- _What is required_
Copy the records below line for line, keeping every character unchanged.

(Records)
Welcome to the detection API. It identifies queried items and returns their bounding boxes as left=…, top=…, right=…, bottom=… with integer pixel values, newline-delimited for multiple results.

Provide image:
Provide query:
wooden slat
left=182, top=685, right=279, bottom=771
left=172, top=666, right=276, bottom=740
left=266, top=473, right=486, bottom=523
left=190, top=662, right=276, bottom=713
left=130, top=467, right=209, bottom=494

- _Written answer_
Welcome to the detection API. It identifies queried items and returns their bounding boxes as left=…, top=…, right=…, bottom=… with integer pixel values, newline-delimited for multiple results.

Provide image:
Provide query:
wooden slat
left=182, top=685, right=279, bottom=771
left=172, top=666, right=276, bottom=740
left=266, top=473, right=486, bottom=523
left=190, top=662, right=276, bottom=713
left=130, top=467, right=209, bottom=494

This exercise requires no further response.